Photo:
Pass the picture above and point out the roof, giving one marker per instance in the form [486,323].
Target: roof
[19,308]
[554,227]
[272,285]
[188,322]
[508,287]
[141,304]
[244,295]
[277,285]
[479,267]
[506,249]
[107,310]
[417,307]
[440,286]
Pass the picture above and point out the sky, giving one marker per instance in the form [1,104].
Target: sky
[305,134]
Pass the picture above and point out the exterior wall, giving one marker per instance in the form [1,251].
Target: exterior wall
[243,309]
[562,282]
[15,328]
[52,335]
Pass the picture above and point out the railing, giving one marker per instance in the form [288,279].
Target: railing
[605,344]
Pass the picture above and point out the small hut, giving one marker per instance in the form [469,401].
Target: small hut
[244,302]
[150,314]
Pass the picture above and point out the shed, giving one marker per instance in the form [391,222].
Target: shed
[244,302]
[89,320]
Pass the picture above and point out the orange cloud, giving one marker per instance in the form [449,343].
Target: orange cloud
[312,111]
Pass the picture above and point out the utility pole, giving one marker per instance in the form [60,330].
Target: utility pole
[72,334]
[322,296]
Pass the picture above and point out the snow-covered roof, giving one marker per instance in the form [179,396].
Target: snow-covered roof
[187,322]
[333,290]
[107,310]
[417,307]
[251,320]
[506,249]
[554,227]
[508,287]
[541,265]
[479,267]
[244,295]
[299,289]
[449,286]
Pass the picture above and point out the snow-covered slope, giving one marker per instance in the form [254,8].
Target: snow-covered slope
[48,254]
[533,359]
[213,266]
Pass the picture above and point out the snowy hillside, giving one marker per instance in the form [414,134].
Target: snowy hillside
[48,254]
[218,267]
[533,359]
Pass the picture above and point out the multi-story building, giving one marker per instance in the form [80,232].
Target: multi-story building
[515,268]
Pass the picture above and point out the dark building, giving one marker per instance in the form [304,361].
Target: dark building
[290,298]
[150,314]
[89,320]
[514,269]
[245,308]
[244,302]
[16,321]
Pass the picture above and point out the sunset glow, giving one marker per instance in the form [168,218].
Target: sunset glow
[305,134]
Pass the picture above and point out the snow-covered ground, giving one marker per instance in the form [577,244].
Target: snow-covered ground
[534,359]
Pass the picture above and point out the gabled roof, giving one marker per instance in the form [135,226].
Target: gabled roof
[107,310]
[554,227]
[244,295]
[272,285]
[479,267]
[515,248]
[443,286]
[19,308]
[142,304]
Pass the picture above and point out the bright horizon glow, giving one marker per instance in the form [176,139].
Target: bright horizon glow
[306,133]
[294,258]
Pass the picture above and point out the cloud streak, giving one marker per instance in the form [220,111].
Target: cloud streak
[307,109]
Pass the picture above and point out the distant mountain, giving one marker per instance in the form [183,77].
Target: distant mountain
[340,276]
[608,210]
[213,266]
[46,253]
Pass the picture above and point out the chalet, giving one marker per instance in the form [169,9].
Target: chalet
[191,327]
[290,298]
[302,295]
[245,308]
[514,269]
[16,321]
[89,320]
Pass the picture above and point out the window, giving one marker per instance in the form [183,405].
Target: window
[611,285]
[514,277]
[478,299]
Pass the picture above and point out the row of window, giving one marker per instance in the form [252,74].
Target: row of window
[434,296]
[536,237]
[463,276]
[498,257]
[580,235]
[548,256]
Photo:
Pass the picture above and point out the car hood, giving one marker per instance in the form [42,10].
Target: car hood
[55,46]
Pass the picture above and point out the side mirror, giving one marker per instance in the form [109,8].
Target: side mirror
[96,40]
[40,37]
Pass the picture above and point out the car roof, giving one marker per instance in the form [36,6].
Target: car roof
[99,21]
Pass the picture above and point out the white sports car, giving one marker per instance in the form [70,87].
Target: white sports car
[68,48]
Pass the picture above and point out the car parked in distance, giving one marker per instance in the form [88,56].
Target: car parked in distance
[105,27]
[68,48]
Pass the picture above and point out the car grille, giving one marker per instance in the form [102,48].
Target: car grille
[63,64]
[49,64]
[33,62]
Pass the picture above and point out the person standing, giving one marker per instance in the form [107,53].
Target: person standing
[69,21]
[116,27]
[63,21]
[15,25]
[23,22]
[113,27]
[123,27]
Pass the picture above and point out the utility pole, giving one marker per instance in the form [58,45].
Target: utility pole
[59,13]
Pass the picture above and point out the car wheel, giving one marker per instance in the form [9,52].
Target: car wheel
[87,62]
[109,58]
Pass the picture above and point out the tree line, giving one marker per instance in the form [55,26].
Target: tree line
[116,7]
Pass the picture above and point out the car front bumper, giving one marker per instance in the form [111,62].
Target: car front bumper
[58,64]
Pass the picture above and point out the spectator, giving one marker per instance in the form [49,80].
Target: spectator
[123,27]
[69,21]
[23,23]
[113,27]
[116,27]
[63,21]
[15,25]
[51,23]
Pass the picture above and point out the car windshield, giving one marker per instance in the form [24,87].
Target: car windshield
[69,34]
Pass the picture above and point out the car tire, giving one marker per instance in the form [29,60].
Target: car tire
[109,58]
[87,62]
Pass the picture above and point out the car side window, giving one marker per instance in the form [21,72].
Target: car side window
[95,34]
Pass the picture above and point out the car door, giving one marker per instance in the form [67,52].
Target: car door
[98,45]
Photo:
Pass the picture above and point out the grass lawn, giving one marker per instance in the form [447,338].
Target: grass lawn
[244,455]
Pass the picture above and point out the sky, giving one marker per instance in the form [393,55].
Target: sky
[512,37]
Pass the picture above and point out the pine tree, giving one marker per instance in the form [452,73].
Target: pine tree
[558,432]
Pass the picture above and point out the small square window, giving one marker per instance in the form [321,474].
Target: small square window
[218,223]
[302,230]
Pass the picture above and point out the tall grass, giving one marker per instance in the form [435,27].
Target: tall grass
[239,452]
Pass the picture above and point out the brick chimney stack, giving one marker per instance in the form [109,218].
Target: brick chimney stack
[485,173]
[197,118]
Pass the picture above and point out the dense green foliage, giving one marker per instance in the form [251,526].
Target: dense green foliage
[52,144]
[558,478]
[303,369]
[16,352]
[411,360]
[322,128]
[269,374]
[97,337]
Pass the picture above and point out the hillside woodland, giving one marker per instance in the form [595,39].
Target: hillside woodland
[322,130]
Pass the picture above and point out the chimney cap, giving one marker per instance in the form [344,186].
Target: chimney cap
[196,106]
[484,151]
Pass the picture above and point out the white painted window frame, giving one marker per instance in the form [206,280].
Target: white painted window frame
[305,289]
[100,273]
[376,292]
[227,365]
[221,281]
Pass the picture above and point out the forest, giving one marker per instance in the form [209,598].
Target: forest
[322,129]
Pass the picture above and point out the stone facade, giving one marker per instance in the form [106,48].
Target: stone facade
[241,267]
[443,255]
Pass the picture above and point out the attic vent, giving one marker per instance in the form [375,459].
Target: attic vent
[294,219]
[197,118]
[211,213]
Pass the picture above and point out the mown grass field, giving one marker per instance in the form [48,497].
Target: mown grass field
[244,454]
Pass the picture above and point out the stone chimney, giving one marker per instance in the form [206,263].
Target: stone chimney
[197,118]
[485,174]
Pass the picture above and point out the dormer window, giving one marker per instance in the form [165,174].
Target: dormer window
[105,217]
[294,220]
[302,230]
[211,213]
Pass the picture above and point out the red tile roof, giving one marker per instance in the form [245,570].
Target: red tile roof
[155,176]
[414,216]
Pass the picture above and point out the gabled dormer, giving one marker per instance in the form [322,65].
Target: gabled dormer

.....

Work instructions:
Render all the records above as a numbered list, one line per item, omitting blank lines.

Response below:
1. Photo:
2. Pass the picture above and point out the roof, giving one marker per instance in the form [486,323].
3. Target: roof
4. [19,308]
5. [554,227]
6. [272,285]
7. [188,322]
8. [508,287]
9. [141,304]
10. [244,295]
11. [277,285]
12. [479,267]
13. [506,249]
14. [107,310]
15. [417,307]
16. [440,286]
17. Pass the picture above and point out the sky, giving one marker per instance in the form [1,104].
18. Target: sky
19. [305,134]
20. Pass the picture above and point out the exterior wall, giving one marker per instance in the form [1,251].
21. Target: exterior wall
22. [243,309]
23. [562,282]
24. [15,328]
25. [52,335]
26. Pass the picture above and point out the railing, giving one marker per instance in the form [288,279].
27. Target: railing
28. [605,344]
29. Pass the picture above and point out the small hut, giving one marker per instance in the form [469,401].
30. Target: small hut
31. [244,302]
32. [150,314]
33. Pass the picture above and point out the shed, giving one marker per instance in the form [391,222].
34. Target: shed
35. [244,302]
36. [89,320]
37. Pass the picture above and point out the orange cloud, giving one marker per instance in the form [449,343].
38. Target: orange cloud
39. [312,111]
40. Pass the picture above and point out the utility pole, giving one marker per instance in the form [60,330].
41. Target: utility pole
42. [72,334]
43. [322,296]
44. Pass the picture above and point out the snow-covered roof, giving one marker per instance in the form [179,396].
45. Target: snow-covered roof
46. [187,322]
47. [333,290]
48. [107,310]
49. [417,307]
50. [251,320]
51. [506,249]
52. [554,227]
53. [508,287]
54. [541,265]
55. [479,267]
56. [244,295]
57. [299,289]
58. [449,286]
59. Pass the picture above and point out the snow-covered slope, giving one marker per instance in the form [254,8].
60. Target: snow-covered slope
61. [48,254]
62. [533,359]
63. [213,266]
64. Pass the picture above and point out the snowy hillside, giving one marker per instance in the form [414,134].
65. Target: snowy hillside
66. [48,254]
67. [218,267]
68. [533,359]
69. Pass the picture above and point out the multi-story building, giving one marker per instance in the form [80,232].
70. Target: multi-story building
71. [515,268]
72. Pass the picture above and point out the dark building, giving one marker per instance in the form [304,361].
73. Target: dark building
74. [290,298]
75. [150,314]
76. [89,320]
77. [514,269]
78. [245,308]
79. [244,302]
80. [16,321]
81. Pass the picture above and point out the sunset glow, giving one marker per instance in the form [168,218].
82. Target: sunset glow
83. [305,134]
84. Pass the picture above and point out the snow-covered ground, giving one marker per instance in the form [577,244].
85. Target: snow-covered ground
86. [534,359]
87. Pass the picture above and point out the gabled roof, giving one marker per instance in the form [135,226].
88. Target: gabled roof
89. [107,310]
90. [554,227]
91. [244,295]
92. [272,285]
93. [479,267]
94. [515,248]
95. [443,286]
96. [19,308]
97. [142,304]
98. Pass the picture above and point out the bright horizon glow, giving one marker per instance in the form [176,139].
99. Target: bright horizon glow
100. [306,133]
101. [294,258]
102. Pass the picture above and point out the cloud streak, giving one marker per instance in the form [220,111].
103. Target: cloud streak
104. [307,109]
105. Pass the picture above and point out the distant mountain, giving one marker per instance in the form [183,77].
106. Target: distant mountain
107. [340,276]
108. [608,210]
109. [213,266]
110. [46,253]
111. Pass the picture above and point out the chalet, giving one marker per instance in the form [169,9].
112. Target: chalet
113. [191,327]
114. [290,298]
115. [302,295]
116. [245,308]
117. [514,269]
118. [16,321]
119. [89,320]
120. Pass the picture above and point out the window, giving one marker per instance in the form [183,405].
121. Target: window
122. [611,285]
123. [514,277]
124. [478,299]
125. Pass the picture above and point out the row of window, giving one marker per instance in the form [252,74].
126. Target: row of window
127. [434,296]
128. [536,237]
129. [463,276]
130. [498,257]
131. [580,235]
132. [548,256]
133. Photo:
134. Pass the picture above and point out the car hood, giving one marker per instance in the form [42,10].
135. Target: car hood
136. [55,46]
137. Pass the picture above and point out the side mirror, giving one marker per instance in the form [109,8].
138. Target: side mirror
139. [96,40]
140. [40,37]
141. Pass the picture above and point out the car roof, giving one marker per instance in the form [36,6].
142. Target: car roof
143. [99,21]
144. Pass the picture above and point out the white sports car, giving one marker per instance in the form [70,87].
145. Target: white sports car
146. [68,48]
147. Pass the picture above and point out the car parked in distance, giving one marker per instance in the form [88,56].
148. Target: car parked in distance
149. [105,27]
150. [68,48]
151. Pass the picture above and point out the car grille, giving one marker per instance in the form [102,48].
152. Target: car grille
153. [63,64]
154. [49,64]
155. [33,62]
156. Pass the picture above and point out the person standing, giving one marker per instance in the form [107,53].
157. Target: person standing
158. [69,21]
159. [116,27]
160. [63,21]
161. [15,25]
162. [23,22]
163. [113,27]
164. [123,27]
165. Pass the picture above and point out the utility pole, giving one marker per instance in the form [58,45].
166. Target: utility pole
167. [59,13]
168. Pass the picture above and point out the car wheel, giving one marker per instance in the form [9,52].
169. Target: car wheel
170. [87,62]
171. [109,58]
172. Pass the picture above and point out the tree line, giving one marker per instance in the form [55,26].
173. Target: tree line
174. [116,7]
175. Pass the picture above and point out the car front bumper, giving one marker per instance in the form [111,62].
176. Target: car front bumper
177. [58,64]
178. Pass the picture above and point out the spectator, giving one marker per instance in the form [49,80].
179. Target: spectator
180. [123,27]
181. [69,21]
182. [23,23]
183. [113,27]
184. [116,27]
185. [63,21]
186. [15,25]
187. [51,23]
188. Pass the picture above and point out the car windshield, giving one marker per instance in the form [24,87].
189. Target: car windshield
190. [69,34]
191. Pass the picture above and point out the car tire, giving one marker per instance in the form [29,60].
192. Target: car tire
193. [109,58]
194. [87,62]
195. Pass the picture above and point out the car side window, giving one marker per instance in the form [21,72].
196. Target: car side window
197. [95,34]
198. Pass the picture above and point out the car door, giving one marker per instance in the form [67,52].
199. Target: car door
200. [98,45]
201. Photo:
202. Pass the picture above and point out the grass lawn, giving one marker per instance in the form [447,338].
203. Target: grass lawn
204. [244,455]
205. Pass the picture above and point out the sky, giving one marker per instance in the form [393,55].
206. Target: sky
207. [512,37]
208. Pass the picture above and point out the pine tree, giving one marker per instance in the form [452,73].
209. Target: pine tree
210. [558,432]
211. Pass the picture above and point out the small square window, giving one marker per instance in the form [321,474].
212. Target: small square window
213. [218,223]
214. [302,230]
215. Pass the picture above and point out the tall grass, giving one marker per instance in the form [435,27].
216. Target: tall grass
217. [239,452]
218. Pass the picture above and point out the brick chimney stack, giving one marker per instance in the form [109,218].
219. Target: brick chimney stack
220. [485,173]
221. [197,118]
222. Pass the picture above and point out the dense green foliage, giving one marker per instance in the form [251,526].
223. Target: dense green foliage
224. [52,144]
225. [558,478]
226. [303,369]
227. [16,352]
228. [411,360]
229. [322,128]
230. [269,374]
231. [97,337]
232. Pass the picture above and point out the hillside woodland, giving one marker per instance in the form [595,39].
233. Target: hillside woodland
234. [322,130]
235. Pass the picture above and point out the chimney cap, giving one marker per instance in the form [344,186].
236. Target: chimney cap
237. [196,106]
238. [484,151]
239. Pass the picture above and point out the white painted window frame, giving one marker per instance in the form [206,280].
240. Target: white painted window frame
241. [305,289]
242. [100,273]
243. [376,292]
244. [227,365]
245. [221,281]
246. Pass the picture above and point out the forest, giving one marker per instance in the form [209,598].
247. Target: forest
248. [322,129]
249. Pass the picture above and point out the stone facade, giving one marker per instance in the form [106,48].
250. Target: stone facade
251. [241,267]
252. [443,255]
253. Pass the picture above and point out the attic vent, giving one marker per instance in the form [375,459].
254. Target: attic vent
255. [294,219]
256. [197,118]
257. [211,213]
258. Pass the picture above and point out the mown grass field, giving one marker per instance in the form [48,497].
259. Target: mown grass field
260. [244,454]
261. Pass the picture above and point out the stone chimney, giving one marker per instance in the form [206,263].
262. Target: stone chimney
263. [197,118]
264. [485,174]
265. Pass the picture above and point out the dormer window, giving one marker per instance in the form [165,174].
266. Target: dormer window
267. [105,217]
268. [294,220]
269. [302,230]
270. [211,213]
271. Pass the picture above and point out the red tile roof, giving one marker per instance in the form [245,570].
272. Target: red tile roof
273. [155,176]
274. [414,216]
275. Pass the picture above and point out the gabled dormer, giving one marker per instance in the form [322,65].
276. Target: gabled dormer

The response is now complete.